DEUX HEURES DE ROULAGE PRIVE
En échange de leur programme d'essais privés traditionnel pendant la saison, certaines écuries ont accepté l'offre
de Max Mosley: 10 jours à 2 voitures ou 20 jours à 1 voiture pour la saison plus deux heures chaque vendredi matin
de Grand Prix. De 8h30 à 10h30. Jordan, Minardi et Jaguar ont plongé pour d'évidentes raisons financières. Renault
pour une logique forcément politico-technique dans la mesure où une équipe disposant du statut d'écurie-grand
constructeur, d'un programme de développement conséquent, de pilotes expérimentés et d'une ambition déclarée n'a
aucun intérêt à prendre cette option. En effet, que vaudra, techniquement parlant, la première heure d'essais sur
une piste "verte" (non gommée) et sale? Rien.
L'unique point fort de ces deux heures de roulage résidait dans la possibilité de choisir les deux types de pneus
autorisés jusqu'au samedi midi (heure à laquelle il faut définir l'unique type retenu pour qualification et course)
parmi un éventail de huit types. Or, pour d'évidentes raisons contractuelles vis-a-vis de leurs autres
clients-partenaires, et de logistique, les deux manufacturiers se sont mis d'accord pour ne proposer que deux types
de pneus. Il n'y a donc plus aucun avantage technique, si ce n'est celui de disposer plus ou moins d'une heure de
travail sur la mise au point de la machine en vue de la course.

MATÉRIEL:
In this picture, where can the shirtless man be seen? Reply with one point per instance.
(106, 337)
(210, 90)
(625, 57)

CONSIGNE 1:
Comment résumeriez-vous en deux phrases l'extrait sur les essais du vendredi matin en Formule 1 ?
CONSIGNE 2:
Rédigez la suite de l'extrait sur les essais du vendredi matin en Formule 1, à partir de sa dernière phrase.
La liste ne joue aucun rôle dans cet exercice.

BONNE RÉPONSE 1:
Jordan, Minardi et Jaguar pour des raisons financières, ainsi que Renault, ont accepté l'offre de Max Mosley, qui remplace leurs essais privés habituels par un nombre limité de jours d'essais et deux heures de roulage chaque vendredi matin de Grand Prix. Comme les deux manufacturiers ne proposent plus que deux types de pneus, ces deux heures n'apportent plus d'avantage technique, hormis environ une heure de mise au point de la voiture en vue de la course.

BONNE RÉPONSE 2:
FAUSSES "QUALIFS" MAIS VRAIES "PERFS"
Vendredi après-midi, durant une heure, les vingt pilotes en découdront, l'un après l'autre, dans le but de signer le
meilleur chrono. Il ne comptera pas pour la grille mais déterminera l'ordre de sortie en piste des vrais qualifications,
samedi après-midi. C'est durant cette heure que l'on aura droit aux meilleures performances du week-end dans la mesure
où les écuries les plus puissantes auront encore le droit d'exploiter moteurs et pièces (ailerons, freins, écopes de
refroidissement, etc.) spécifiquement adaptés a cet exercice de très courte durée. La règle du moteur unique par
week-end de GP mettra définitivement fin au moteur de qualification et autres babioles "spécial 40 km".
QUALIFICATION SUR UN SEUL TOUR
L'entrée en piste de chaque pilote, pour un tour de lancement, un tour chronométré et un tour de retour au stand,
se fera inversement au temps réalisé la veille. Le plus mauvais chrono du vendredi après-midi disputera sa qualif en
premier, le meilleur chrono en dernier. Il faudra donc se défoncer la veille pour bénéficier de tous les avantages
de cette séance officielle du samedi. Ils sont au moins deux: plus vous disputerez votre qualif tard, plus vous aurez
une piste performante, car bien gommée par vos collègues, et plus vous aurez d'informations sur la stratégie de course
des collègues en question!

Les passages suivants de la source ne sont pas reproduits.